*Required task 1*.
Shift every coordinate in the answers up by 37 and rewrite the records, requests included, beginning at the line that has "the white paper" and stopping after the last line of the records. Leave everything else in those lines unchanged.

*Selected excerpt*.
──────────────────────────────
# employees



## P construction (Jul 14, 2006)

What the [email protected]*^ is wrong with help
I swear some peaple don't want to do hands on labor 
6 peaple in 4 months. 
It's getting worst do peaple agree , I pay well not hard on them I just don't know 
Some think the grass is greener on the other side 
They don't see the behind the sceens what it takes to run a company 
but they think you don't work being the boss you just talk and drive from site to site and put the tool pouch on for 7 hrs instead of 9 we'll they don't see for those 2 hrs your running & dealing with things like a chicken with your head cut off.

Just really Pissed off today got to vent 

please join the frustration


----------



## Gordo (Feb 21, 2006)

Breathe in .....out......in.......ahhhh. It will be ok.


----------



## Joasis (Mar 28, 2006)

Welcome to the real world....I am still 2 guys short, and I also pay well...


----------



## mdshunk (Mar 13, 2005)

So, why exactly are they leaving? Do you conduct an exit interview, either formally or informally? If you don't know exactly, you're going to continue to spin your wheels.


----------



## maj (Mar 13, 2006)

joasis said:


> Welcome to the real world....I am still 2 guys short, and I also pay well...



Then quit hiring midgets! :laughing: :laughing:


----------



## JPV123 (Sep 14, 2005)
──────────────────────────────
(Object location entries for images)
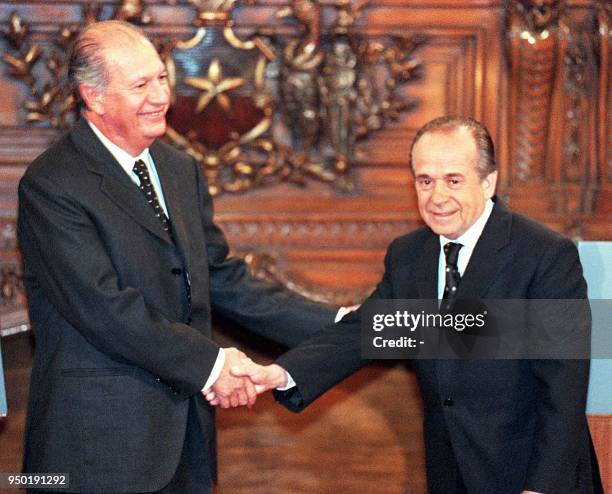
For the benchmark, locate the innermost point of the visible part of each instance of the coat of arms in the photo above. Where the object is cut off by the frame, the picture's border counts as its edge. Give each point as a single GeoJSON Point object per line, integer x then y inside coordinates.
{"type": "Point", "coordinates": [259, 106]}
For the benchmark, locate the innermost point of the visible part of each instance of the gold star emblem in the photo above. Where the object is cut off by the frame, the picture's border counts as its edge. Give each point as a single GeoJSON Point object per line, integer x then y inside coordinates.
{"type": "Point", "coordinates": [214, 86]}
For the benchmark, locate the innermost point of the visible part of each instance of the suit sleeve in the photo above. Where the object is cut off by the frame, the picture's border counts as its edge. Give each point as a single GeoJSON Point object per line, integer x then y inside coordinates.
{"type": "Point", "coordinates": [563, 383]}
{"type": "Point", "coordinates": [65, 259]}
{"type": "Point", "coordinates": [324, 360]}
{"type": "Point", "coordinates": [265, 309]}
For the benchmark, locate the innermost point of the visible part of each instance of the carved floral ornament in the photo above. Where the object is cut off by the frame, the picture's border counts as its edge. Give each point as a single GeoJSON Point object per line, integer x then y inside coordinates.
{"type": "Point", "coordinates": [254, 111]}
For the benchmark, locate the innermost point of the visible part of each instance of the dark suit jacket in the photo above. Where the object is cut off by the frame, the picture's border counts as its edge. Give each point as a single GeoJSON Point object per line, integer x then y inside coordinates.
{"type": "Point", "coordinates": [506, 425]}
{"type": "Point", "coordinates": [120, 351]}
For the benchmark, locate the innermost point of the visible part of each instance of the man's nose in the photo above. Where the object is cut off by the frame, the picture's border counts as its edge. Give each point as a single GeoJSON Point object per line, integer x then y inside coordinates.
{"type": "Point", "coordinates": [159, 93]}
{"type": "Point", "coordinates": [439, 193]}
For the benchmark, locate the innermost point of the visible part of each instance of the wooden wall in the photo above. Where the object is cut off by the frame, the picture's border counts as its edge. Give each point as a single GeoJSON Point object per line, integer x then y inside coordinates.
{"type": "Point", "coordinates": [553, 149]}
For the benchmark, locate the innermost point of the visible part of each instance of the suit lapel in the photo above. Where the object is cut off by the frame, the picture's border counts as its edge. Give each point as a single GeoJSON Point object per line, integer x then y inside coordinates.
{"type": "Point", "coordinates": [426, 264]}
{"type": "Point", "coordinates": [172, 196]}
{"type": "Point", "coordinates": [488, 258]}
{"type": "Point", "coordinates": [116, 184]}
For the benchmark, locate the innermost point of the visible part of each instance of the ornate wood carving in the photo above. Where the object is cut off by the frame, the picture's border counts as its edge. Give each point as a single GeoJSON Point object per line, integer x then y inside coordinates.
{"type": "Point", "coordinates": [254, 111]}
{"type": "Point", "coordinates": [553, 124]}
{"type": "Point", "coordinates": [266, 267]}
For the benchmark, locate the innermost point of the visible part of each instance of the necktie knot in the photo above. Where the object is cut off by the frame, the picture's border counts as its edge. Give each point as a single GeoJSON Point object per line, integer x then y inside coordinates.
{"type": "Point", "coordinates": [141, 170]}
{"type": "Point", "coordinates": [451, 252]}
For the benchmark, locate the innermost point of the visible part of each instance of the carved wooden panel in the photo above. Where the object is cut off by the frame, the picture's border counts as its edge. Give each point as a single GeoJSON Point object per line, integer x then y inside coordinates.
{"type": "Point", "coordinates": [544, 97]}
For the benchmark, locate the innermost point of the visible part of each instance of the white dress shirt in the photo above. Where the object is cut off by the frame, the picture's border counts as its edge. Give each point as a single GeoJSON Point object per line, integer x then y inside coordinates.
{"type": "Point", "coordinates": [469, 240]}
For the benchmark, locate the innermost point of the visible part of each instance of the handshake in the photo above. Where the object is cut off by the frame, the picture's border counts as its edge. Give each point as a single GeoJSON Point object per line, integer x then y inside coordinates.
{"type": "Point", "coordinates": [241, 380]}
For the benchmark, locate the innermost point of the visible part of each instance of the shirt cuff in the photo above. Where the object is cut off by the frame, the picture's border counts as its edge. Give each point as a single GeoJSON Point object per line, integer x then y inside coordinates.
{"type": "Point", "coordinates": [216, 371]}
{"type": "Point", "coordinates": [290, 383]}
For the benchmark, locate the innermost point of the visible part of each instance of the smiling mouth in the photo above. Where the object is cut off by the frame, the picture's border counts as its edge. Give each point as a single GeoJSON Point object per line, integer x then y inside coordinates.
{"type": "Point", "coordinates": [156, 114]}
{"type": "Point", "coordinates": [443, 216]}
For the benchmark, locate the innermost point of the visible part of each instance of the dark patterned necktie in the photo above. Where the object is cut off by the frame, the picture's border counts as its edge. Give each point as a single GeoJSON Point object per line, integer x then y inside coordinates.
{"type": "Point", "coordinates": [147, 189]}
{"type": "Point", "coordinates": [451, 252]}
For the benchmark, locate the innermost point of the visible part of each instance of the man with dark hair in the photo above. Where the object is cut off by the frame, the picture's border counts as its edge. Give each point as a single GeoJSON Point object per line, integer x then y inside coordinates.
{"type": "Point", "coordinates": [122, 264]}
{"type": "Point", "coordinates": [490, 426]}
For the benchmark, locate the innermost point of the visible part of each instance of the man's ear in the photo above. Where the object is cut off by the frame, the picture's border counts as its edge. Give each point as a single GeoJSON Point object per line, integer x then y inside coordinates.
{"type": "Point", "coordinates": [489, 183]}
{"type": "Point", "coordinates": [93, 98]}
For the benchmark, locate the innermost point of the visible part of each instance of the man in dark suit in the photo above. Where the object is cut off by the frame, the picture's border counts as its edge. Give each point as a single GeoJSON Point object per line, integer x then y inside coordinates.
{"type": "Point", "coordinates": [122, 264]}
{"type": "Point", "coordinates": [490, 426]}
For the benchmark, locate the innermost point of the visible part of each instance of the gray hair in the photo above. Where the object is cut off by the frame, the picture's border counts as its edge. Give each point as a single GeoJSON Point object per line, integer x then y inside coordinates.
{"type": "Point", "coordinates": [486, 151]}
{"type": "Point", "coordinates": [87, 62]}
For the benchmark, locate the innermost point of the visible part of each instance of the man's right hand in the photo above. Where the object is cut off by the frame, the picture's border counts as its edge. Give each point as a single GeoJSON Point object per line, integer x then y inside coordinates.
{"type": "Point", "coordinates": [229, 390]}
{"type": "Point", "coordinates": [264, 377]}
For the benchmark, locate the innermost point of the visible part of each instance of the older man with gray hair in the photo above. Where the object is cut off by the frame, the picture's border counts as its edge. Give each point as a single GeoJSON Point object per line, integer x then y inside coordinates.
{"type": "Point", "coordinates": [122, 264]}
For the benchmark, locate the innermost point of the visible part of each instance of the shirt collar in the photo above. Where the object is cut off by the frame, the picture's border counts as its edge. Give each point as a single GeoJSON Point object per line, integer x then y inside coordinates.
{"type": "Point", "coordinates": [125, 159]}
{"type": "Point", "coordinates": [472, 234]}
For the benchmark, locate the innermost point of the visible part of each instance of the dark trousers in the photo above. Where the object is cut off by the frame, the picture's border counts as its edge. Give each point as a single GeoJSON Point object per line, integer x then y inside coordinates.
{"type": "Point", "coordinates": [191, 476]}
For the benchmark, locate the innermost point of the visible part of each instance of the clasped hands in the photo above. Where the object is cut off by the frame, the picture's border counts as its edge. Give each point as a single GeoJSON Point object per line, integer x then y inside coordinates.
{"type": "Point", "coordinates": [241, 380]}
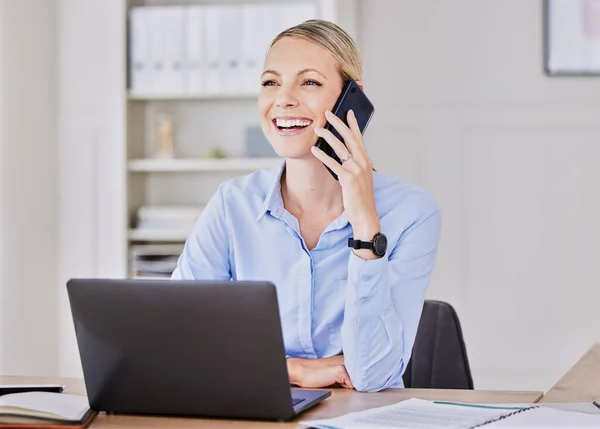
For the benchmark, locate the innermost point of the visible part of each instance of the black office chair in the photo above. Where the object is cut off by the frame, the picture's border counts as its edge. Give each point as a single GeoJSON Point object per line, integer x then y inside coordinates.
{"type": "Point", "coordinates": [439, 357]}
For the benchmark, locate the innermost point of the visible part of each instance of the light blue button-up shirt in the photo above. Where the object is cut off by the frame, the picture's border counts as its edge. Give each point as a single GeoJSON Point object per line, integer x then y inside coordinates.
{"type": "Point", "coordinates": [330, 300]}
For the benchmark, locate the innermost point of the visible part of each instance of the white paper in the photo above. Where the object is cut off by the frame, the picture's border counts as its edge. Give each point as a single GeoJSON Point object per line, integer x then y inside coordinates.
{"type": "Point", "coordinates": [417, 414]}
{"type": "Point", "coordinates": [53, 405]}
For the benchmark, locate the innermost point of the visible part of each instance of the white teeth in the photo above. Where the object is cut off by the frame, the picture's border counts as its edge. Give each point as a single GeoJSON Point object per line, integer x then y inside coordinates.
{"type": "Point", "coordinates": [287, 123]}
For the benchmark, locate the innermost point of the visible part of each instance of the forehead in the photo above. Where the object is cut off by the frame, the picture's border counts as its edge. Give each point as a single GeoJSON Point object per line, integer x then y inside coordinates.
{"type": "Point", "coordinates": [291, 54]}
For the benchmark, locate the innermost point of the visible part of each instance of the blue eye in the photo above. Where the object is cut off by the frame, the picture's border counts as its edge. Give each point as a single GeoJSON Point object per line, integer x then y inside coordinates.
──────────────────────────────
*Required task 2*.
Continue the forum thread about workers quitting from the point where it stops.

*Answer 1*.
For the benchmark, locate the innermost point of the visible part of each instance of the white paper in the photo above. Where the object is cut off by the frame, the picture's border counts as its edge. Give each point as a single GeoJSON Point object per line, integer x then y inside coordinates.
{"type": "Point", "coordinates": [454, 451]}
{"type": "Point", "coordinates": [90, 442]}
For the benchmark, locate the innermost point of the visible part of each instance of the white teeth in the photo above. Where the object is cut off by the frame, the picture's border counts as its edge. Give each point as a single GeoJSON Point object per line, integer x then y inside coordinates.
{"type": "Point", "coordinates": [324, 160]}
For the benchmark, locate the innermost point of the visible part of each instance of the forehead in the photo above. Where the object is cut off by the frame, the picture's border counts as its edge. Give each point as a single GeoJSON Point object per line, integer x then y inside coordinates.
{"type": "Point", "coordinates": [328, 91]}
For the benchmark, locate the innermost point of the visible part of each instance of the blue eye in the photo above. Where the object is cut off by the frame, the picture's border counts as its edge. Give each point as a single GeoJSON Point object per line, integer x then y inside coordinates.

*Answer 2*.
Don't get me started on this. I don't get a chance for an exit interview because they just disappear. I never hear from them again. Here today gone tomorrow. I've had guys disappear and leave their tools. Some worked for a day or two then disappeared and never called to get paid (free labor). I pay well, I'm a nice guy, willing to give bonuses on certian jobs, I'm not to hard on them, and I'm flexible (to a point). They have a great opportunity since I'm a new company. Paid holidays, paid vacation after 6 months which I never had to give due to them leaving b4 6 months. I'm sure if we all had the right guys we could really build this business and make alot of $$$. It :furious: me up!!!


----------



## JPV123 (Sep 14, 2005)

And another thing:

WHY DON'T THEY [email protected]%&$NG CALL?? I never hear from them. At least call and tell me you quit. Then again maybe they are in jail or dead. Actually one guy did call. His first day he calls me to tell me his babysitter just arrived and he is leaving now (8am). I told him I will go to the supply house and pick up a few things then meet him on the job. Wow nice boss. first day late and the boss understands. well, I'm still waiting for him to show up. It's been about a month. I don't even bother calling them any more.


----------



## Paul Burns (Jan 17, 2006)

JPV123 said:


> And another thing:
> 
> WHY DON'T THEY [email protected]%&$NG CALL?? I never hear from them. At least call and tell me you quit. Then again maybe they are in jail or dead. Actually one guy did call. His first day he calls me to tell me his babysitter just arrived and he is leaving now (8am). I told him I will go to the supply house and pick up a few things then meet him on the job. Wow nice boss. first day late and the boss understands. well, I'm still waiting for him to show up. It's been about a month. I don't even bother calling them any more.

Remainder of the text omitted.